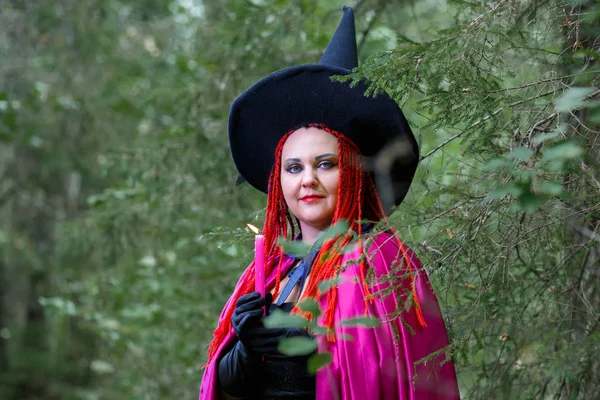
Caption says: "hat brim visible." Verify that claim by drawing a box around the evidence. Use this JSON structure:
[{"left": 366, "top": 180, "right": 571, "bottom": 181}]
[{"left": 228, "top": 64, "right": 419, "bottom": 214}]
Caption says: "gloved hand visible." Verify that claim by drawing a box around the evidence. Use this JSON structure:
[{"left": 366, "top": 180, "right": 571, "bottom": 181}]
[
  {"left": 217, "top": 291, "right": 272, "bottom": 397},
  {"left": 232, "top": 291, "right": 272, "bottom": 349},
  {"left": 248, "top": 326, "right": 315, "bottom": 357}
]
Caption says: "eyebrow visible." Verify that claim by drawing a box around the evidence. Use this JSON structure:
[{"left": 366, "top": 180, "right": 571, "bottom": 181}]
[
  {"left": 283, "top": 153, "right": 338, "bottom": 163},
  {"left": 315, "top": 153, "right": 338, "bottom": 160}
]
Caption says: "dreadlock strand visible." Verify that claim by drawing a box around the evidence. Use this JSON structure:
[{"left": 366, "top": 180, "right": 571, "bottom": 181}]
[
  {"left": 324, "top": 286, "right": 337, "bottom": 342},
  {"left": 272, "top": 251, "right": 285, "bottom": 300}
]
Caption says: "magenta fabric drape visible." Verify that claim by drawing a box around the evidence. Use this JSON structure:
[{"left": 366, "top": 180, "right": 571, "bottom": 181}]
[{"left": 200, "top": 232, "right": 460, "bottom": 399}]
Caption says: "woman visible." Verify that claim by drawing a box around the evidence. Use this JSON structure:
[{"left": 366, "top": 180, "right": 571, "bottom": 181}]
[{"left": 201, "top": 7, "right": 460, "bottom": 400}]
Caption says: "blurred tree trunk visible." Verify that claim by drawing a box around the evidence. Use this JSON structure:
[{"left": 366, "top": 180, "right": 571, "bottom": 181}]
[
  {"left": 562, "top": 1, "right": 600, "bottom": 398},
  {"left": 0, "top": 147, "right": 53, "bottom": 399}
]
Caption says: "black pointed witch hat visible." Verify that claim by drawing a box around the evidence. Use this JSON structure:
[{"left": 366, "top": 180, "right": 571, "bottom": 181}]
[{"left": 229, "top": 6, "right": 418, "bottom": 214}]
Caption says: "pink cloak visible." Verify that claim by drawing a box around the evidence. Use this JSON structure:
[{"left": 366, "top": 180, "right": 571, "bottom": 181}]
[{"left": 200, "top": 232, "right": 460, "bottom": 399}]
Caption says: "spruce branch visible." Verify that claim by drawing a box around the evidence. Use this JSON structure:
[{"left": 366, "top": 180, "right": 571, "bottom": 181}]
[
  {"left": 484, "top": 72, "right": 597, "bottom": 94},
  {"left": 421, "top": 90, "right": 558, "bottom": 160}
]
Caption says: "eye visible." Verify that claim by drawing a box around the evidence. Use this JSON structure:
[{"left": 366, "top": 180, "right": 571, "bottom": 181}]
[
  {"left": 286, "top": 164, "right": 302, "bottom": 174},
  {"left": 318, "top": 160, "right": 336, "bottom": 169}
]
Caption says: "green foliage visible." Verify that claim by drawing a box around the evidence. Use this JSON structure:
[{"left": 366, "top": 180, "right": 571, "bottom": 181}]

TASK ITEM |
Leave the pictures out and restate the listing word for word.

ANSWER BELOW |
Caption says: "hat brim visible." Verify that claim by drawing a box around the evidence. Use this JSON structure:
[{"left": 366, "top": 180, "right": 571, "bottom": 181}]
[{"left": 228, "top": 64, "right": 419, "bottom": 214}]
Caption says: "gloved hand visible." Verify that claim by drawing a box around the evidence. Use this JSON structure:
[{"left": 366, "top": 180, "right": 571, "bottom": 181}]
[
  {"left": 217, "top": 291, "right": 272, "bottom": 397},
  {"left": 232, "top": 291, "right": 272, "bottom": 349},
  {"left": 248, "top": 326, "right": 315, "bottom": 357}
]
Caption says: "eyebrow visible." Verify that claim by drawing a box around the evidence. Use this JSON structure:
[{"left": 366, "top": 180, "right": 571, "bottom": 181}]
[
  {"left": 283, "top": 153, "right": 338, "bottom": 163},
  {"left": 315, "top": 153, "right": 338, "bottom": 160}
]
Caption says: "dreadlock strand visible." Verify that claim by drawing a box around the evidence. Use this JSON structure:
[{"left": 366, "top": 180, "right": 571, "bottom": 181}]
[
  {"left": 324, "top": 286, "right": 337, "bottom": 342},
  {"left": 272, "top": 251, "right": 285, "bottom": 300}
]
Caption says: "magenta fabric drape visible." Verify that claim by drawing a box around the evidence. Use this JSON structure:
[{"left": 366, "top": 180, "right": 571, "bottom": 181}]
[{"left": 200, "top": 232, "right": 460, "bottom": 399}]
Caption says: "woman visible." Verify that claim by drawing a box around the evidence. Use this JSON structure:
[{"left": 366, "top": 180, "right": 571, "bottom": 181}]
[{"left": 201, "top": 7, "right": 460, "bottom": 400}]
Caption says: "blurred tree trunk visible." Verify that claim by drawing a box around the evidence. Use this JSON structure:
[{"left": 366, "top": 180, "right": 571, "bottom": 181}]
[
  {"left": 562, "top": 1, "right": 600, "bottom": 398},
  {"left": 0, "top": 147, "right": 53, "bottom": 399}
]
Caption says: "black pointed witch hat visible." Verify that claim by drawing a box around the evidence. Use this JSON structure:
[{"left": 366, "top": 180, "right": 571, "bottom": 181}]
[{"left": 229, "top": 6, "right": 418, "bottom": 214}]
Caption says: "pink cloak visible." Verify that claim by drawing a box around the evidence. Use this JSON structure:
[{"left": 366, "top": 180, "right": 571, "bottom": 181}]
[{"left": 200, "top": 232, "right": 460, "bottom": 399}]
Caption says: "spruce branch visible." Verify that claim by drawing a box around the evidence. Use this JSON structure:
[{"left": 366, "top": 180, "right": 571, "bottom": 181}]
[
  {"left": 484, "top": 72, "right": 597, "bottom": 94},
  {"left": 421, "top": 90, "right": 558, "bottom": 160}
]
Caption says: "eye visible." Verify that claim by drawing a box around the evidence. Use this JSON structure:
[{"left": 366, "top": 180, "right": 571, "bottom": 181}]
[
  {"left": 286, "top": 164, "right": 302, "bottom": 174},
  {"left": 318, "top": 160, "right": 336, "bottom": 169}
]
Caption says: "green foliage visible." Verify that claim by drawing a box around the evidence. Use this JSON structure:
[{"left": 366, "top": 180, "right": 571, "bottom": 181}]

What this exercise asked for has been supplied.